A Rock in the Weary Land is the seventh studio album by The Waterboys, released in 2000 by BMG International. It was their first album after a seven-year break, but mostly continues the hard rock vein of the previous album Dream Harder (1993). The album cover photography is by Steve Gullick.

Recording sessions for the album began in early 1999. It was the first album Scott had recorded without the backing of a record label. Once it was completed, Scott's manager, Philip Tennant, negotiated a deal with BMG and Scott decided to have the album, originally a solo project, released under the Waterboys' name. He recruited some of the musicians who had played on A Rock in the Weary Land as official band members for an upcoming UK tour. The album marked the return of old collaborator Anthony Thistlethwaite after a decade.

Reception

Critic John Mulvey, writing for NME, described the album as "largely excellent" except for "We Are Jonah", which he describes as "appallingly cheery Christian rock". Dave Sleger of AllMusic considered the album to be "ambitious, moody, surreal, and relevant" and one which "incorporates all of the elements and possibilities of modern rock into a uniform, technically updated body of work".

------

> _DIRECTIONS FOR THIS TASK_:
Copy the passage of the article on A Rock in the Weary Land above word for word, from "A Rock in the Weary Land is" to "after a decade.".

------

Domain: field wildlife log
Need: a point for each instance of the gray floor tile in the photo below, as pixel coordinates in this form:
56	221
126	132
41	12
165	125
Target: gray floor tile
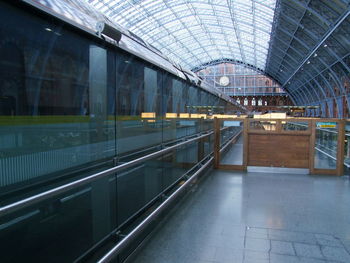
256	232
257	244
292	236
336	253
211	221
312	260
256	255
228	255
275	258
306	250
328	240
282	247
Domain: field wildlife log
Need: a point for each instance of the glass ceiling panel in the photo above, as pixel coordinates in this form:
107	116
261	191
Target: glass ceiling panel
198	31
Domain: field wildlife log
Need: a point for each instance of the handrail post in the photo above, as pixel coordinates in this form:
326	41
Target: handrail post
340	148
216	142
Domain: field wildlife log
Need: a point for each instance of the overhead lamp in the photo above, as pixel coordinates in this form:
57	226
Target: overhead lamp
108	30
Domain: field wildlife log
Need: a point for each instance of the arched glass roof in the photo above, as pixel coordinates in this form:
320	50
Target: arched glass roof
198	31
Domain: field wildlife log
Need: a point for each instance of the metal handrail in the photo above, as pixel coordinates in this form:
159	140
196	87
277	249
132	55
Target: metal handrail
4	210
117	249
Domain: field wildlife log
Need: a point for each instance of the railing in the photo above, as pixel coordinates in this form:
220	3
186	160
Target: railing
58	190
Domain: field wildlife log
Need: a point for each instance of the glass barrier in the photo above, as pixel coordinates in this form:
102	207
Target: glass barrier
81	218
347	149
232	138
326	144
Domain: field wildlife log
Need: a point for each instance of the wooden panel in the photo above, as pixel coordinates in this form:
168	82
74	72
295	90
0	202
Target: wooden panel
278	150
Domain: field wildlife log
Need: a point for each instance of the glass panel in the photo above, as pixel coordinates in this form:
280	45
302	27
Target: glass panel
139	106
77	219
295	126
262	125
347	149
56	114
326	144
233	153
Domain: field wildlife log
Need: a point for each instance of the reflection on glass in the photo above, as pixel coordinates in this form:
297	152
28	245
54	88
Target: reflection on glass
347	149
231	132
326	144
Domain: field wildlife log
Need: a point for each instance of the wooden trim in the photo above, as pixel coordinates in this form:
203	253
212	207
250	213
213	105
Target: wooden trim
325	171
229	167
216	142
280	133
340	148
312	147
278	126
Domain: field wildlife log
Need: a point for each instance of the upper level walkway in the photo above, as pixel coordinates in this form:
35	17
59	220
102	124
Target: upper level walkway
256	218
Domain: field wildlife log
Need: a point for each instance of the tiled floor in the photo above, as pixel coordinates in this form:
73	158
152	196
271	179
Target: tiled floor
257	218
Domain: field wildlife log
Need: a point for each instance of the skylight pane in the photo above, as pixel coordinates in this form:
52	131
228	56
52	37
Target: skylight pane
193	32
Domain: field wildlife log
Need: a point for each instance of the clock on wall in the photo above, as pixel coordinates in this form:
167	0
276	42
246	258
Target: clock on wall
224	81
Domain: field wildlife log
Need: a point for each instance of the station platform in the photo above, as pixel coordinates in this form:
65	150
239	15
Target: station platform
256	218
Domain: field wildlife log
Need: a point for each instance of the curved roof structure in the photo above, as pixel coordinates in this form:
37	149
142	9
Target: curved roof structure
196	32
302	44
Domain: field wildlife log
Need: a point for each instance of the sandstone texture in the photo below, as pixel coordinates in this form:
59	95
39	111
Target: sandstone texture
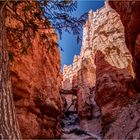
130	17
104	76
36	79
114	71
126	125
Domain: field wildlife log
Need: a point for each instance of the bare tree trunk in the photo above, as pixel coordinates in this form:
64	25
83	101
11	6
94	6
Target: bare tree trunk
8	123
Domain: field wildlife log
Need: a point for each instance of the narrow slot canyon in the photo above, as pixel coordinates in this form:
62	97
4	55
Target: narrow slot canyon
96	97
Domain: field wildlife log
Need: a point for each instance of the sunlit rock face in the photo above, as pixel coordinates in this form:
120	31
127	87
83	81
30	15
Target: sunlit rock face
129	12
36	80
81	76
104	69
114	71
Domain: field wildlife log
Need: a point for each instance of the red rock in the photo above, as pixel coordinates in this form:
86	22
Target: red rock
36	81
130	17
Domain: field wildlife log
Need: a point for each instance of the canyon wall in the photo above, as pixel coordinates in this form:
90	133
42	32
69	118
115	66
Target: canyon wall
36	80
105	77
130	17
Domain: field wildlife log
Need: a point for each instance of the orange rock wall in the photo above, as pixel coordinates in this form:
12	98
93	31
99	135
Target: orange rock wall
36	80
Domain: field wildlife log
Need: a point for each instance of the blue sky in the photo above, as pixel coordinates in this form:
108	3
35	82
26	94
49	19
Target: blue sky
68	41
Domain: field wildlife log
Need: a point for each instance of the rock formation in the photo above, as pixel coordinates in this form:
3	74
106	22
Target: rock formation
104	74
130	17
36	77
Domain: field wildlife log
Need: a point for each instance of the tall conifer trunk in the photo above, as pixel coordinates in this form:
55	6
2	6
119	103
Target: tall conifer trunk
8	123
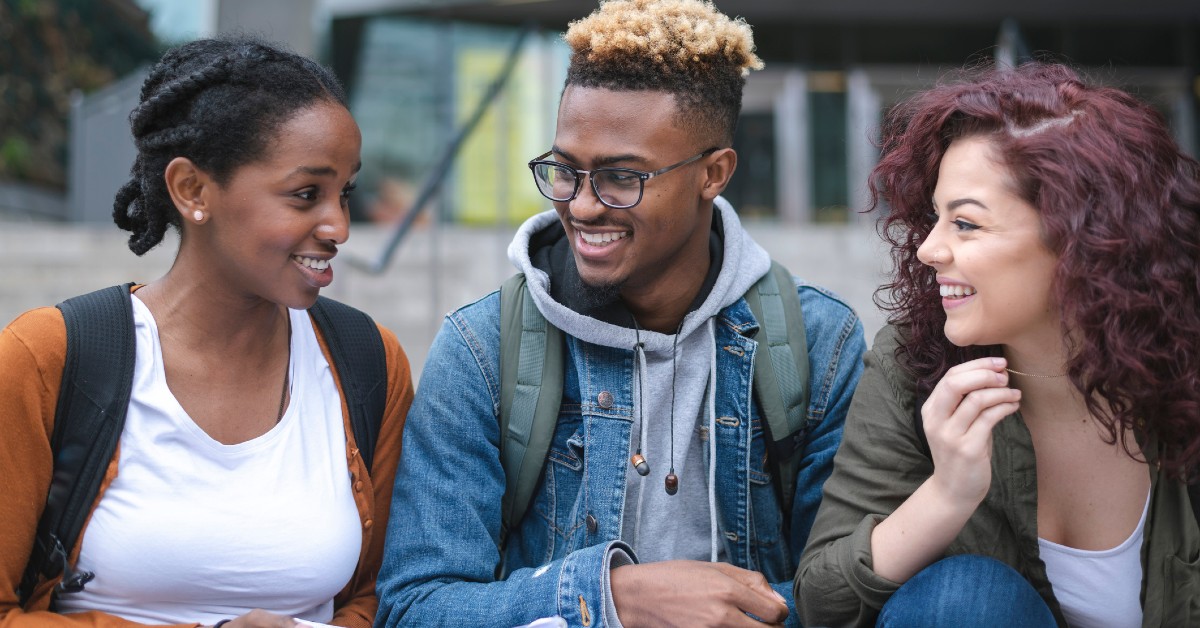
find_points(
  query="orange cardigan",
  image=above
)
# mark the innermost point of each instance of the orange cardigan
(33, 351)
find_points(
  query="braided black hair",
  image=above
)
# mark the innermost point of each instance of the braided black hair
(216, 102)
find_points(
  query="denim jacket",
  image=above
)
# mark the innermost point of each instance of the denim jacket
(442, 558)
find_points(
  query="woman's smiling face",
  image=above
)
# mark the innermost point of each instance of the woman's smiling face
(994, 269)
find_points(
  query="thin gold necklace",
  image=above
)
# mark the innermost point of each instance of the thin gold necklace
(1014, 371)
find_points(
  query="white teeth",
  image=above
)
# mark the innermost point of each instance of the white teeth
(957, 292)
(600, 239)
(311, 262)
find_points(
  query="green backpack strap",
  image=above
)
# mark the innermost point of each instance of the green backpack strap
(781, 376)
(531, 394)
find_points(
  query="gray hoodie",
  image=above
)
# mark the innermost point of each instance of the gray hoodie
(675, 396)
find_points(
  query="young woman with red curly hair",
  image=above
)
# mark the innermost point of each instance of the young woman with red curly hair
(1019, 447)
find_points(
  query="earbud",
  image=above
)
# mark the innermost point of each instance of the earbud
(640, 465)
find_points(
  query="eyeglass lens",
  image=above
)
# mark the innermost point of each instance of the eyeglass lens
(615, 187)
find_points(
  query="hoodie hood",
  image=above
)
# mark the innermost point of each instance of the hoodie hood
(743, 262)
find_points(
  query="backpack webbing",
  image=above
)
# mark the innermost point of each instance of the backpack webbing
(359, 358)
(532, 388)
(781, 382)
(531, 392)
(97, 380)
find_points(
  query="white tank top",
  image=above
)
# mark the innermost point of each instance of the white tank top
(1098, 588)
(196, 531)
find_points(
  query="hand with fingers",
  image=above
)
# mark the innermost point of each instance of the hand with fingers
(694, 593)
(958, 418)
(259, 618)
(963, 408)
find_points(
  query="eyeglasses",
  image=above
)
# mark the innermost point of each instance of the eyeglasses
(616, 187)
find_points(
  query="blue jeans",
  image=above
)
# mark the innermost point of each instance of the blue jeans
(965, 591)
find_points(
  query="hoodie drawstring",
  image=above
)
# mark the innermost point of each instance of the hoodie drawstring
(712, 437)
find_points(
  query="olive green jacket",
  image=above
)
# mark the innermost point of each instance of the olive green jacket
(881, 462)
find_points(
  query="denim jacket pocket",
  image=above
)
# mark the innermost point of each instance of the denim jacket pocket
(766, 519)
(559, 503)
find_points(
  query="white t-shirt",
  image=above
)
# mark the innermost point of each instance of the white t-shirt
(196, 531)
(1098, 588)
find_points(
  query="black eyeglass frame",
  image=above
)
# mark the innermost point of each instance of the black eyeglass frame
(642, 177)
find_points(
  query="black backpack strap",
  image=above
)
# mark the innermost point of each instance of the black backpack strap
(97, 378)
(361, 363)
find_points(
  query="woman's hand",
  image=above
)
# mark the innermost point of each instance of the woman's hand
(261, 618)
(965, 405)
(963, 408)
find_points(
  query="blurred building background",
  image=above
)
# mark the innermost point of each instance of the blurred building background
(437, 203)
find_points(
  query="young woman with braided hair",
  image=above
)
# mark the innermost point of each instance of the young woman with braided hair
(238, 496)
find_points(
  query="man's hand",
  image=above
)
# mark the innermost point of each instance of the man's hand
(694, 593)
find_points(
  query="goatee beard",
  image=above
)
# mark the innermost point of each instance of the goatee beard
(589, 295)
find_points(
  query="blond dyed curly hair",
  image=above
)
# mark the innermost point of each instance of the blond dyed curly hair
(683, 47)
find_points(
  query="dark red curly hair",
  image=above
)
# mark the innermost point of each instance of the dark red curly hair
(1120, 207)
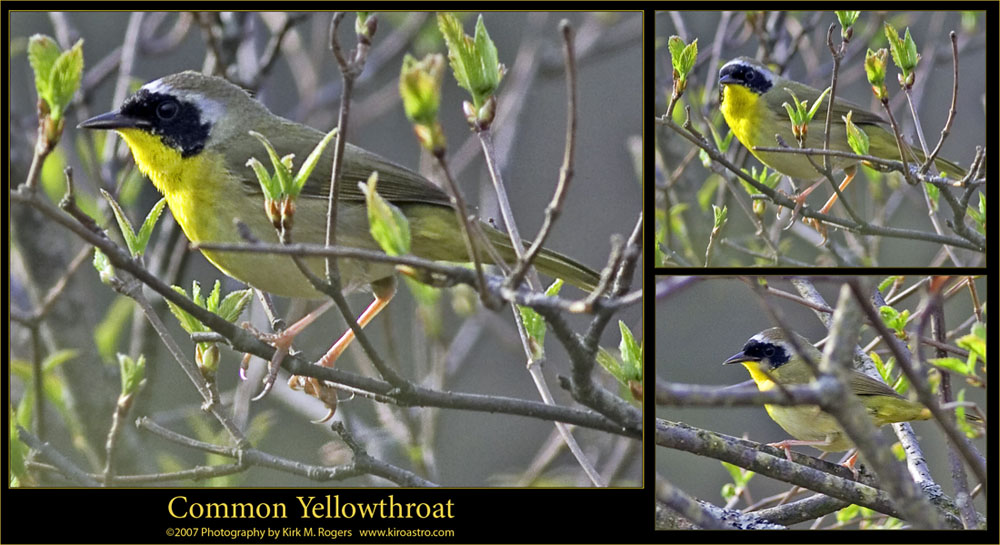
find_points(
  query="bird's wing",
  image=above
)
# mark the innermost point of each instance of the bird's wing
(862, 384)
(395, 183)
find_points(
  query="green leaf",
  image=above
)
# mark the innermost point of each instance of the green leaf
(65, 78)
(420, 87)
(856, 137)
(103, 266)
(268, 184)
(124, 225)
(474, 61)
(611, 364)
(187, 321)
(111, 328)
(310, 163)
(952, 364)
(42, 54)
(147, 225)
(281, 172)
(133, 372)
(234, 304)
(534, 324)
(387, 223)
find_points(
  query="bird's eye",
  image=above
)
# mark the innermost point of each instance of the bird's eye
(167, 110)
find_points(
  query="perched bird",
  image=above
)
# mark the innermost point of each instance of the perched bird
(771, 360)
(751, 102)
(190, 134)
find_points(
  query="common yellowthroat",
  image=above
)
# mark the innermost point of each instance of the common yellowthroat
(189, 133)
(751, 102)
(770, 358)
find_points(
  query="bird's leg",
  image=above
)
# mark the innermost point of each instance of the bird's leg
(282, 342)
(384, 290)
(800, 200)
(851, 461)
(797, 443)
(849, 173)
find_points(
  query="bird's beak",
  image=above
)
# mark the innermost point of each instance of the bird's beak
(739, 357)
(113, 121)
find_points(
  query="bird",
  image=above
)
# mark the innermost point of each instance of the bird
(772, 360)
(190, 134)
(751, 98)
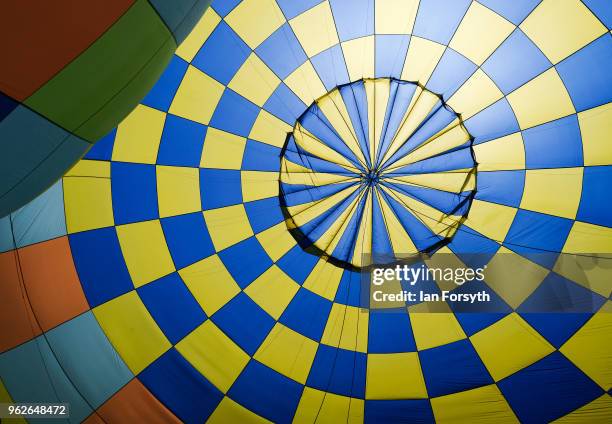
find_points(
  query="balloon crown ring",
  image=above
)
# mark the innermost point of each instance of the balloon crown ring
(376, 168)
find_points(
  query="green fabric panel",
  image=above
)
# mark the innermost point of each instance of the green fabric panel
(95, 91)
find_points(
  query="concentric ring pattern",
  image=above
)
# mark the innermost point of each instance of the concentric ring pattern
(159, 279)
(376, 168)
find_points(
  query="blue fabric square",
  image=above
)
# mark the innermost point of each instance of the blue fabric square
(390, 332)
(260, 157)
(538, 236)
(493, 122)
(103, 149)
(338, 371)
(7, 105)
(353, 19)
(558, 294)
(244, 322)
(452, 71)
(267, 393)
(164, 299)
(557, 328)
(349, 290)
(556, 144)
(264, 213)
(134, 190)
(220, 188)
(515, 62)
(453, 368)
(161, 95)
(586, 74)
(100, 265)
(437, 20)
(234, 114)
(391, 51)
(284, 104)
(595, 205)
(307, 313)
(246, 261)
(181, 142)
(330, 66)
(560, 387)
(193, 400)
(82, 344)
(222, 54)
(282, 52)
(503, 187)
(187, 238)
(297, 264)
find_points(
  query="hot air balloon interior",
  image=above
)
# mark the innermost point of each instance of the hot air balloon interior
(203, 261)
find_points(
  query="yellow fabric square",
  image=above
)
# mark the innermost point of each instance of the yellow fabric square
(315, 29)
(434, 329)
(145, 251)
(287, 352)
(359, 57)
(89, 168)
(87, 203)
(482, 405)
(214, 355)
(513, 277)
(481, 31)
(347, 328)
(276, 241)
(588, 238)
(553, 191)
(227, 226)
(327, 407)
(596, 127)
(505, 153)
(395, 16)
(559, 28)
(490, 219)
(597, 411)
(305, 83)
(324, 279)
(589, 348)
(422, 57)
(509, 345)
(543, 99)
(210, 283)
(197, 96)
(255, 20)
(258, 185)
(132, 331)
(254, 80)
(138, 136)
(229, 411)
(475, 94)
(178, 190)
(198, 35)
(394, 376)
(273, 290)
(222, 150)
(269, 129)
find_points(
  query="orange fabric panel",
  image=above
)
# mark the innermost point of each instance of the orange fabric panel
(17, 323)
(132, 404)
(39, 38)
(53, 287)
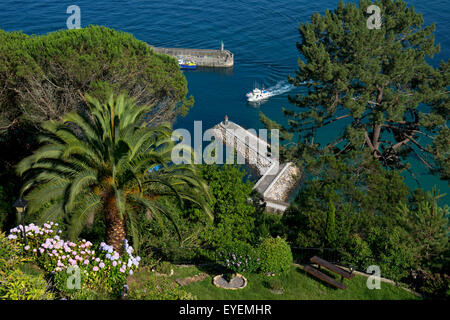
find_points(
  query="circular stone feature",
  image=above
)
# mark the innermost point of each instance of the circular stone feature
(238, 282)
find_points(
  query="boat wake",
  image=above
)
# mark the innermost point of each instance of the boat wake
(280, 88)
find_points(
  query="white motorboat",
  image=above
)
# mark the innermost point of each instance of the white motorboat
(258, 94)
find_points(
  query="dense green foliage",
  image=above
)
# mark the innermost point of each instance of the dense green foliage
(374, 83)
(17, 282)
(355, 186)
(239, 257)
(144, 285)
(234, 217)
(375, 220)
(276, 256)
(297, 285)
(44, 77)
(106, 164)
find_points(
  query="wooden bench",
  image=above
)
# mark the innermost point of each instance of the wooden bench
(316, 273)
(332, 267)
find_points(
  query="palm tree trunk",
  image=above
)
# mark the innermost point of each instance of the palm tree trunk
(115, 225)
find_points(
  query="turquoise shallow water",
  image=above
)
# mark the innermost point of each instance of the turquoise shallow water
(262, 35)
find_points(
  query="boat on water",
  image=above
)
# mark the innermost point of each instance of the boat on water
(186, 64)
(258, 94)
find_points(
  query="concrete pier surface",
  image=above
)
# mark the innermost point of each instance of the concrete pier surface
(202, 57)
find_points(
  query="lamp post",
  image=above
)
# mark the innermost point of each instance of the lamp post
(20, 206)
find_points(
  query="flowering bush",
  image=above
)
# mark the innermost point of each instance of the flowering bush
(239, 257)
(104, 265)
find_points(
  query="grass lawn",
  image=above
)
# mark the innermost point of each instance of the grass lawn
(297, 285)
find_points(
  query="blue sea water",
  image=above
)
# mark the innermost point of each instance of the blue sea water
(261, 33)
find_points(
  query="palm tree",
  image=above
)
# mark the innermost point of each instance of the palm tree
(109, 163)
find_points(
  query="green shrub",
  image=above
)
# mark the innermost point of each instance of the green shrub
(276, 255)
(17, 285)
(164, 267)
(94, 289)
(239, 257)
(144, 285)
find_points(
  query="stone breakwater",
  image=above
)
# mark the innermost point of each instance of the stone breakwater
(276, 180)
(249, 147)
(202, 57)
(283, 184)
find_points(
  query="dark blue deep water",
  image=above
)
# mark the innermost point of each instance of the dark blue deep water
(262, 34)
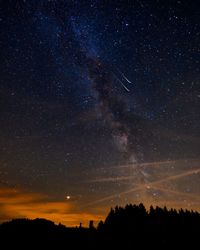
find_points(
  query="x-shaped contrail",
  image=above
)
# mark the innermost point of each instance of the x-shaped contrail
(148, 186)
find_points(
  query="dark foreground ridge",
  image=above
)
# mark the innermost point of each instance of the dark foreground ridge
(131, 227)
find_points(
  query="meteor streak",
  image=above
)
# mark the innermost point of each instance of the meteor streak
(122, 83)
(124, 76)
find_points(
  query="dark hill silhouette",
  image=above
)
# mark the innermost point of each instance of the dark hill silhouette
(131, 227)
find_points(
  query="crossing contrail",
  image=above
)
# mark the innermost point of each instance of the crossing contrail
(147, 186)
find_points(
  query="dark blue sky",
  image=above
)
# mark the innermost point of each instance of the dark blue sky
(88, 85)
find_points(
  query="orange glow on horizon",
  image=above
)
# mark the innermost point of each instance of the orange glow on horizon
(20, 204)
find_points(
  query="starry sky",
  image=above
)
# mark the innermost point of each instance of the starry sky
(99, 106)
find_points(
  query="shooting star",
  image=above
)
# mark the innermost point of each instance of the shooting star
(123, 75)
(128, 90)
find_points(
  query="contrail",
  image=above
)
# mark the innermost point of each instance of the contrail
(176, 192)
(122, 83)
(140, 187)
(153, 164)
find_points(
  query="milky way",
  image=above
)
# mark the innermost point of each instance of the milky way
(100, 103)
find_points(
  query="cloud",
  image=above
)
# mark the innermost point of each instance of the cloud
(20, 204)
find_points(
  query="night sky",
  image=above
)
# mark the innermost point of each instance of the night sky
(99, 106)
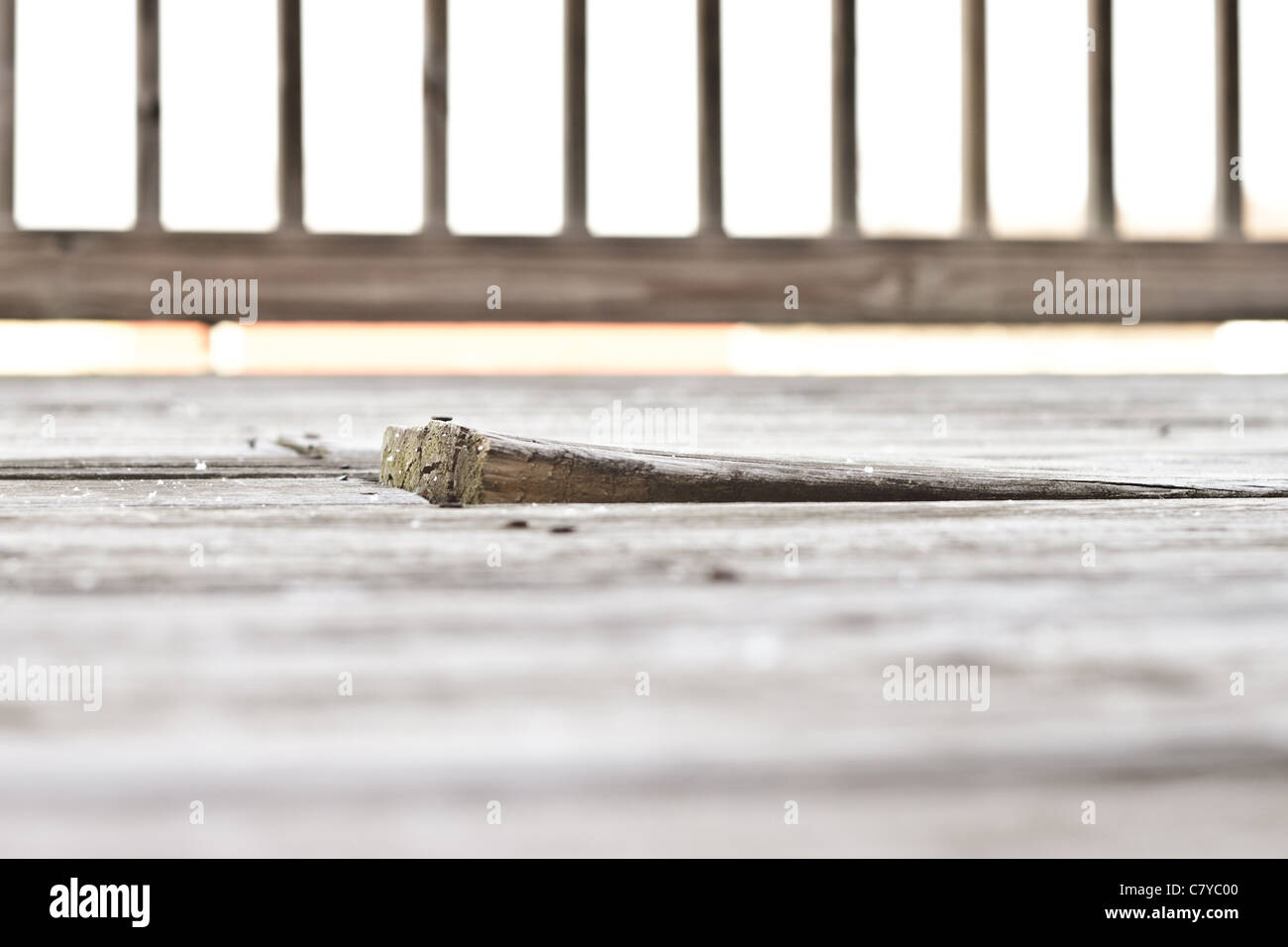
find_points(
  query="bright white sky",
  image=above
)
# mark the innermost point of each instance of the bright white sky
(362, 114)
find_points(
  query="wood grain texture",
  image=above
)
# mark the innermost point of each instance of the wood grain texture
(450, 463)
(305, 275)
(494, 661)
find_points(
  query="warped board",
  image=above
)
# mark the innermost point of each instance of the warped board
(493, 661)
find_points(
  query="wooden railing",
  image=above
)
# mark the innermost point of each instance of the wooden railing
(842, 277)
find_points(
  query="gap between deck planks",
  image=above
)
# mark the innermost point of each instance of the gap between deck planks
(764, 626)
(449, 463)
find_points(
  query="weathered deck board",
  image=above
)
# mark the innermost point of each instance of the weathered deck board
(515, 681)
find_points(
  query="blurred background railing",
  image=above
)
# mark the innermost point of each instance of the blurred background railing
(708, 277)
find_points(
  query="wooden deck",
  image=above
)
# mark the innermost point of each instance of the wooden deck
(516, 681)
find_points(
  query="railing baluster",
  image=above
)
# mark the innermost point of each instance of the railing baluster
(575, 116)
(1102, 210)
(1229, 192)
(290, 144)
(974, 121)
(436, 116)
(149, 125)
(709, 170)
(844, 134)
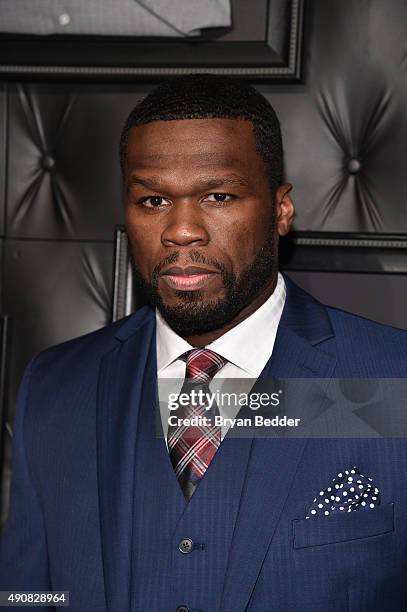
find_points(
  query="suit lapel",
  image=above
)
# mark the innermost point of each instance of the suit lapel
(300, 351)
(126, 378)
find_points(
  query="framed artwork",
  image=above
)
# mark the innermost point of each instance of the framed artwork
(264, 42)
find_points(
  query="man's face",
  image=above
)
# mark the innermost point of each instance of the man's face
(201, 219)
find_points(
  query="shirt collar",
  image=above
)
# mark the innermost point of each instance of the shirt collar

------

> _ANSWER_:
A Rock in the Weary Land is the seventh studio album by The Waterboys, released in 2000 by BMG International. It was their first album after a seven-year break, but mostly continues the hard rock vein of the previous album Dream Harder (1993). The album cover photography is by Steve Gullick.

Recording sessions for the album began in early 1999. It was the first album Scott had recorded without the backing of a record label. Once it was completed, Scott's manager, Philip Tennant, negotiated a deal with BMG and Scott decided to have the album, originally a solo project, released under the Waterboys' name. He recruited some of the musicians who had played on A Rock in the Weary Land as official band members for an upcoming UK tour. The album marked the return of old collaborator Anthony Thistlethwaite after a decade.